THE INPUT:
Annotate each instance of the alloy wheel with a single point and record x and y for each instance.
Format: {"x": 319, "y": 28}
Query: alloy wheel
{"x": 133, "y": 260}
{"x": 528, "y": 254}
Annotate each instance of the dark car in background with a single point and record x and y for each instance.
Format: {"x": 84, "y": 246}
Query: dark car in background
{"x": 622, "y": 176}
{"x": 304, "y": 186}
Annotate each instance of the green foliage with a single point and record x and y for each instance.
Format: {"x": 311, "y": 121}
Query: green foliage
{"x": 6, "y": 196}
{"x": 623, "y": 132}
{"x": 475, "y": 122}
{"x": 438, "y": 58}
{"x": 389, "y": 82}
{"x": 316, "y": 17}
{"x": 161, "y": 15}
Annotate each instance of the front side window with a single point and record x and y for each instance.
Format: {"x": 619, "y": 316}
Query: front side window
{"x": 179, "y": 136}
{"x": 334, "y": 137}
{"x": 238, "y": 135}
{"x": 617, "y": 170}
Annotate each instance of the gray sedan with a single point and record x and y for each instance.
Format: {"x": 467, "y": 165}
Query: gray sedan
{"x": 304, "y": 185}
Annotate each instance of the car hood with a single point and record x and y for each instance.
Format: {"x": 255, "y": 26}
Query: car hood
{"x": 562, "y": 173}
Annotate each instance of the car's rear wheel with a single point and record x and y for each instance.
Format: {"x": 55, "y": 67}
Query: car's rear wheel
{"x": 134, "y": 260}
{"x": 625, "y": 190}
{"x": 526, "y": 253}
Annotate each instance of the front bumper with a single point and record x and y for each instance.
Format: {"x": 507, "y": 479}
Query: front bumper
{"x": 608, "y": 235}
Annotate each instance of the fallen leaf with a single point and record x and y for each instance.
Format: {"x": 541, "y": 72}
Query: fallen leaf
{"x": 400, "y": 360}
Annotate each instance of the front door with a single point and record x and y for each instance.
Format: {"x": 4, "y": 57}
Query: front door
==
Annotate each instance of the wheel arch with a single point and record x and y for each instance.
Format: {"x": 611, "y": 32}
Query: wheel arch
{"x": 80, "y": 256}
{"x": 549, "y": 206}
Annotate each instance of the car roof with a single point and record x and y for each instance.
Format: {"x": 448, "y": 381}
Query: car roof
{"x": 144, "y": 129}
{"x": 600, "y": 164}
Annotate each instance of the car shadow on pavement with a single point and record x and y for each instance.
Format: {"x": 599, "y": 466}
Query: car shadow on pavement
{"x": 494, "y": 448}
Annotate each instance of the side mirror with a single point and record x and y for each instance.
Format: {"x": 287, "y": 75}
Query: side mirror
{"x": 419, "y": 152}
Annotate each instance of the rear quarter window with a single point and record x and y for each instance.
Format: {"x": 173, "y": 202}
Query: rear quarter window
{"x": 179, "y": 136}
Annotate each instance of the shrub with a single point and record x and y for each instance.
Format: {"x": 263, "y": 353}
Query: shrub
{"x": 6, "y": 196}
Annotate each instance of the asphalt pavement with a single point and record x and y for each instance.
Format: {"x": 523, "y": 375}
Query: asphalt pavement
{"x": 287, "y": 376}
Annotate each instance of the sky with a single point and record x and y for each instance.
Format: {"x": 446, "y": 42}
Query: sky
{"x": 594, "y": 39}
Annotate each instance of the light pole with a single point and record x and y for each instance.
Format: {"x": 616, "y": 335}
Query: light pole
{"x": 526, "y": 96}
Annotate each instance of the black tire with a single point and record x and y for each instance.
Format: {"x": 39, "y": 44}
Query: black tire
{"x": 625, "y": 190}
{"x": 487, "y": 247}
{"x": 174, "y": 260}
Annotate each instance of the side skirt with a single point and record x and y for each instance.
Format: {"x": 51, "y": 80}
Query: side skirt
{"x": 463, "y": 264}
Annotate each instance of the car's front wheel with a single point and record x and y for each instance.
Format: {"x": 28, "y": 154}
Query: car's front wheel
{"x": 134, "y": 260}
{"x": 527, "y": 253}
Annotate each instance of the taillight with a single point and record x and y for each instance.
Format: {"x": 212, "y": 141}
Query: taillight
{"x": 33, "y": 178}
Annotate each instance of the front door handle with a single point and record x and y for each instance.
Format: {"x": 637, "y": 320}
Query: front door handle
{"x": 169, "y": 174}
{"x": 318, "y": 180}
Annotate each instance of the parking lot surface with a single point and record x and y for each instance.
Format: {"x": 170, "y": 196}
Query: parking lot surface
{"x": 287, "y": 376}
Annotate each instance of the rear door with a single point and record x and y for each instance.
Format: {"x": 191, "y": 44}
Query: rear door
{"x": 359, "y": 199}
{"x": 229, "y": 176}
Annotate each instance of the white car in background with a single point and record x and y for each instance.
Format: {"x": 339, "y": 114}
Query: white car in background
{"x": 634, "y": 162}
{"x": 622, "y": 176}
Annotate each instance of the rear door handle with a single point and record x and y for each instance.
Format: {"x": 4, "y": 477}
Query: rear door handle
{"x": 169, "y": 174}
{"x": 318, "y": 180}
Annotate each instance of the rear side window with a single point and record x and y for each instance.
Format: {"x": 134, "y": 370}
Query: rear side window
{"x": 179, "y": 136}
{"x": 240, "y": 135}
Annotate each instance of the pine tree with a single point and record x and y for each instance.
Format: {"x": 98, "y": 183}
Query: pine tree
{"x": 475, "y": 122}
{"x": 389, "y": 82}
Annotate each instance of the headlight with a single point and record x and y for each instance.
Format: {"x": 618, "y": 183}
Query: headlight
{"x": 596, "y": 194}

SET PROBLEM: How many lines in the entries above contain the word "pole"? Give only the number.

ANSWER BELOW: 2